DOKUMENT –
···
Vom Parlament auf die Straße. Die AfD in Sachsen

Schrei nach Liebe

Seit einem Jahr sitzt die »Alternative für Deutschland« im sächsischen Landtag. Mittlerweile betreibt sie ihre rassistische Hetze nicht mehr nur im Parlament, sondern auch auf der Straße und wird immer mehr zur Rivalin von Pegida. Die Zustimmung bei den Wählerinnen und Wählern steigt.

Im ersten Jahr nach der Gründung wurde die »Alternative für Deutschland« (AfD) oft als »Ein-Themen-Partei« bezeichnet. Scharfe Kritik der EU-Politik bildete vor der Europawahl 2014 den Kern der Reden von Bernd Lucke, Hans-Olaf Henkel und anderen damaligen Führungsfiguren der Partei. Auch das dünne Wahlprogramm kannte damals fast nur dieses eine Thema. Inhaltlich anders orientierte Strömungen, die später dominieren sollten, waren zwar schon früh in der Partei vorhanden, blieben zunächst jedoch im Hintergrund. Die meisten Medien ordneten die AfD daher vornehmlich als »wirtschaftsliberal« ein.
Seitdem hat sich der Fokus deutlich verschoben. Radikale Politiker wie Alexander Gauland, Marcus Pretzell, Björn Höcke und André Poggenburg haben an Einfluss gewonnen. Die sächsische Landesvorsitzende, Frauke Petry, setzte sich im vergangenen Juli in einer Kampfabstimmung um den Bundesvorsitz gegen den »gemäßigten« Lucke durch und führte die Partei stramm nach rechts. Nun bestimmten Schlagworte wie »nationalkonservativ« und »rechtspopulistisch« die öffentliche Auseinandersetzung, ein wichtiges fehlt dabei jedoch meist: »rassistisch«. Das zeigt – unter anderem – ein Blick nach Sachsen.
···
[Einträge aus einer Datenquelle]
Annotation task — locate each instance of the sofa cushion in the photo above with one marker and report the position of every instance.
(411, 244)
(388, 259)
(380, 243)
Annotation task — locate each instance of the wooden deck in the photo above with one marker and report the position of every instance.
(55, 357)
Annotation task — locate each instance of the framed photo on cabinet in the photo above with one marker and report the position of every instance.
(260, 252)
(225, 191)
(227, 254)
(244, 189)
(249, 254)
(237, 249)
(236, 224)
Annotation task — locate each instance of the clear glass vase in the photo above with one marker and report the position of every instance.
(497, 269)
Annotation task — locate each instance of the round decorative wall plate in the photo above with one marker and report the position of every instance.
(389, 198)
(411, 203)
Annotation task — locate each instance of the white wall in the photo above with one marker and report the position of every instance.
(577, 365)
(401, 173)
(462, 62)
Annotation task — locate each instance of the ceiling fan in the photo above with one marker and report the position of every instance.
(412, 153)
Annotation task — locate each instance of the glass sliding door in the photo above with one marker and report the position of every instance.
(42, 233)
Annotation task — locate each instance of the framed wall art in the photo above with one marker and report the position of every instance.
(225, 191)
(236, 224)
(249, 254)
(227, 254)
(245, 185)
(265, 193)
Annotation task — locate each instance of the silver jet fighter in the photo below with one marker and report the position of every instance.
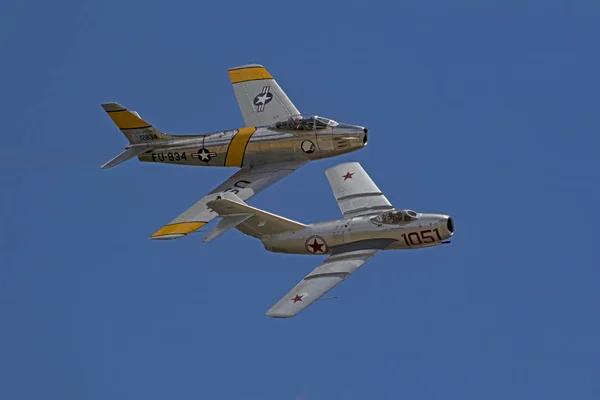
(276, 141)
(369, 225)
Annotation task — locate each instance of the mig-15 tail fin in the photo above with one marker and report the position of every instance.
(141, 134)
(248, 220)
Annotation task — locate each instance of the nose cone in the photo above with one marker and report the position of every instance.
(448, 225)
(356, 136)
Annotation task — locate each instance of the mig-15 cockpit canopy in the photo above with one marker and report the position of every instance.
(396, 217)
(305, 123)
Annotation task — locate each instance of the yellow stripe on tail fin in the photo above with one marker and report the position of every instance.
(135, 129)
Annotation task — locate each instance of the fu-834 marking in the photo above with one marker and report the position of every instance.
(171, 156)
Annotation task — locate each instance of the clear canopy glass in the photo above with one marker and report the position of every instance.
(305, 123)
(396, 217)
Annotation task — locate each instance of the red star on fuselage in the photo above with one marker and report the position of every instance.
(316, 246)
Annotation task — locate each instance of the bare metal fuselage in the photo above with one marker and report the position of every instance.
(428, 230)
(253, 146)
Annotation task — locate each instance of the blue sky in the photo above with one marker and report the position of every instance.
(485, 110)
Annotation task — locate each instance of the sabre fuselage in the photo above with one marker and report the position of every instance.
(319, 238)
(256, 145)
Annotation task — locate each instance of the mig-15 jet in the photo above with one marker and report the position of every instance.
(369, 225)
(276, 141)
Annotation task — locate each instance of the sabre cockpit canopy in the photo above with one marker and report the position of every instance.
(396, 217)
(305, 123)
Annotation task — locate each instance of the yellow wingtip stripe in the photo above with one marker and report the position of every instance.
(181, 228)
(125, 119)
(248, 74)
(237, 147)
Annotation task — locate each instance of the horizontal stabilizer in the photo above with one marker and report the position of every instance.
(228, 222)
(126, 155)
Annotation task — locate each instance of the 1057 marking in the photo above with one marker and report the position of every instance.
(423, 237)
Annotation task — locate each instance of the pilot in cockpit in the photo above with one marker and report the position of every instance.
(396, 217)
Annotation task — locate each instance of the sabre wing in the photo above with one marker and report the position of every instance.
(344, 261)
(245, 183)
(355, 192)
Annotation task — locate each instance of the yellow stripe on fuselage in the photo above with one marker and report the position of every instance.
(125, 119)
(181, 228)
(248, 74)
(237, 147)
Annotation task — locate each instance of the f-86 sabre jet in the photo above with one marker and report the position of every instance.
(369, 225)
(276, 141)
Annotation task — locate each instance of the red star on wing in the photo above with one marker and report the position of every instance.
(348, 175)
(297, 298)
(316, 246)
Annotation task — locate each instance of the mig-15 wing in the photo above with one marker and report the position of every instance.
(369, 225)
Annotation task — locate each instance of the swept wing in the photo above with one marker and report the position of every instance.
(334, 269)
(355, 192)
(245, 183)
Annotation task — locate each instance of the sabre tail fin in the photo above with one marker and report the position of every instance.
(248, 220)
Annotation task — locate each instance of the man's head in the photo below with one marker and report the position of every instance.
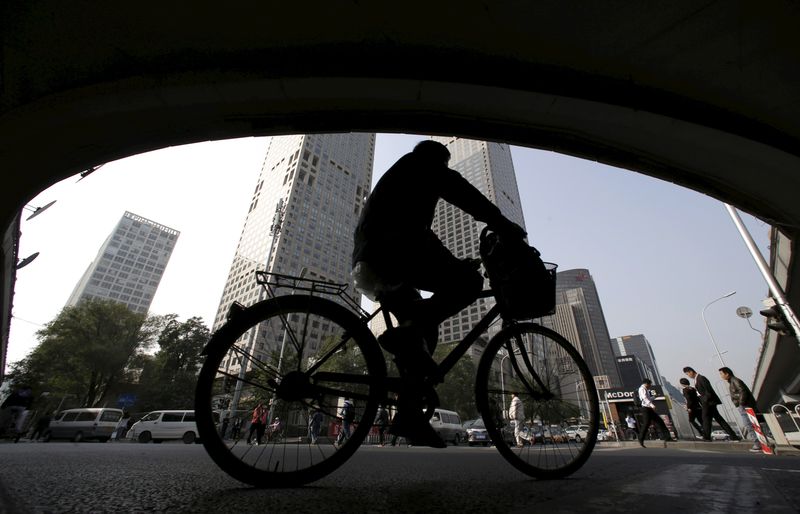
(433, 150)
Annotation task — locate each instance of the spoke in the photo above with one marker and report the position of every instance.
(330, 353)
(245, 381)
(256, 363)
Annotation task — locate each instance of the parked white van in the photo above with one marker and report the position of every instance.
(448, 425)
(161, 425)
(82, 424)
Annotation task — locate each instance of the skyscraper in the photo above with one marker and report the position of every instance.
(489, 167)
(129, 264)
(317, 184)
(579, 317)
(639, 346)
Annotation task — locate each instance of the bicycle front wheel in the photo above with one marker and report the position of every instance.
(300, 356)
(557, 391)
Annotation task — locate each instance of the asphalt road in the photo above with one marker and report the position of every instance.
(130, 477)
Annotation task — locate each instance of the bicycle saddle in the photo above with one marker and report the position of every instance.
(369, 283)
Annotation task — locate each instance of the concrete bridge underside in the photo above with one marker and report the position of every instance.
(705, 95)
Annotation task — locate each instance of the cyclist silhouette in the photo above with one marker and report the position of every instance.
(396, 255)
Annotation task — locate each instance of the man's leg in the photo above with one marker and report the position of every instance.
(707, 415)
(662, 427)
(724, 424)
(644, 426)
(694, 418)
(455, 284)
(749, 433)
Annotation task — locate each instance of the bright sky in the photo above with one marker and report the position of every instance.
(658, 253)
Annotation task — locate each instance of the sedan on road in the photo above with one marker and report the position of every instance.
(720, 435)
(476, 433)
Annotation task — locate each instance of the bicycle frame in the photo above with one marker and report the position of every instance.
(393, 384)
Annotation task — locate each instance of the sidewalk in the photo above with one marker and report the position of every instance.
(726, 446)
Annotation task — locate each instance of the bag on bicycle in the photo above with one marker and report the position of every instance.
(524, 285)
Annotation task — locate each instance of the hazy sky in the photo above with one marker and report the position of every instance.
(658, 253)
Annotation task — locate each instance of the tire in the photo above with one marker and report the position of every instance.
(555, 386)
(320, 328)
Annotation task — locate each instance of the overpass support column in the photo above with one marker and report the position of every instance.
(774, 288)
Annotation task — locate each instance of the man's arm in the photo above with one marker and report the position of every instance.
(458, 191)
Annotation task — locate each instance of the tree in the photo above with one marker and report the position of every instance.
(169, 378)
(86, 350)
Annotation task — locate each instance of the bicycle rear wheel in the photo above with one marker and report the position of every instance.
(321, 354)
(556, 390)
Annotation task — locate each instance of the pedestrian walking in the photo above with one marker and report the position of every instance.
(742, 398)
(347, 415)
(236, 428)
(516, 414)
(224, 429)
(41, 426)
(258, 423)
(649, 414)
(314, 424)
(631, 432)
(382, 422)
(693, 407)
(709, 402)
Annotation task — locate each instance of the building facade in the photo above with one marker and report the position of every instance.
(129, 264)
(639, 346)
(632, 371)
(579, 317)
(489, 167)
(301, 220)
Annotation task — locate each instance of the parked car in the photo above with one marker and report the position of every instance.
(558, 435)
(577, 433)
(476, 433)
(719, 435)
(448, 425)
(161, 425)
(82, 424)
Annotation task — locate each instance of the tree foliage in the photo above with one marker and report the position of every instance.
(86, 351)
(168, 378)
(457, 393)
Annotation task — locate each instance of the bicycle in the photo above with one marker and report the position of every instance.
(332, 355)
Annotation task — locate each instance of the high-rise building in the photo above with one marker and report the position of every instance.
(632, 371)
(129, 265)
(639, 346)
(579, 317)
(301, 219)
(489, 167)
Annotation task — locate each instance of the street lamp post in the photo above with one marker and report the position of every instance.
···
AUFGABE – Entnimm den Artikel über die AfD in Sachsen vollständig und Wort für Wort. Die Daten sind eigenständiges Material und vom Artikel über die AfD in Sachsen getrennt.

ANTWORT –
Vom Parlament auf die Straße. Die AfD in Sachsen

Schrei nach Liebe

Seit einem Jahr sitzt die »Alternative für Deutschland« im sächsischen Landtag. Mittlerweile betreibt sie ihre rassistische Hetze nicht mehr nur im Parlament, sondern auch auf der Straße und wird immer mehr zur Rivalin von Pegida. Die Zustimmung bei den Wählerinnen und Wählern steigt.

Im ersten Jahr nach der Gründung wurde die »Alternative für Deutschland« (AfD) oft als »Ein-Themen-Partei« bezeichnet. Scharfe Kritik der EU-Politik bildete vor der Europawahl 2014 den Kern der Reden von Bernd Lucke, Hans-Olaf Henkel und anderen damaligen Führungsfiguren der Partei. Auch das dünne Wahlprogramm kannte damals fast nur dieses eine Thema. Inhaltlich anders orientierte Strömungen, die später dominieren sollten, waren zwar schon früh in der Partei vorhanden, blieben zunächst jedoch im Hintergrund. Die meisten Medien ordneten die AfD daher vornehmlich als »wirtschaftsliberal« ein.
Seitdem hat sich der Fokus deutlich verschoben. Radikale Politiker wie Alexander Gauland, Marcus Pretzell, Björn Höcke und André Poggenburg haben an Einfluss gewonnen. Die sächsische Landesvorsitzende, Frauke Petry, setzte sich im vergangenen Juli in einer Kampfabstimmung um den Bundesvorsitz gegen den »gemäßigten« Lucke durch und führte die Partei stramm nach rechts. Nun bestimmten Schlagworte wie »nationalkonservativ« und »rechtspopulistisch« die öffentliche Auseinandersetzung, ein wichtiges fehlt dabei jedoch meist: »rassistisch«. Das zeigt – unter anderem – ein Blick nach Sachsen.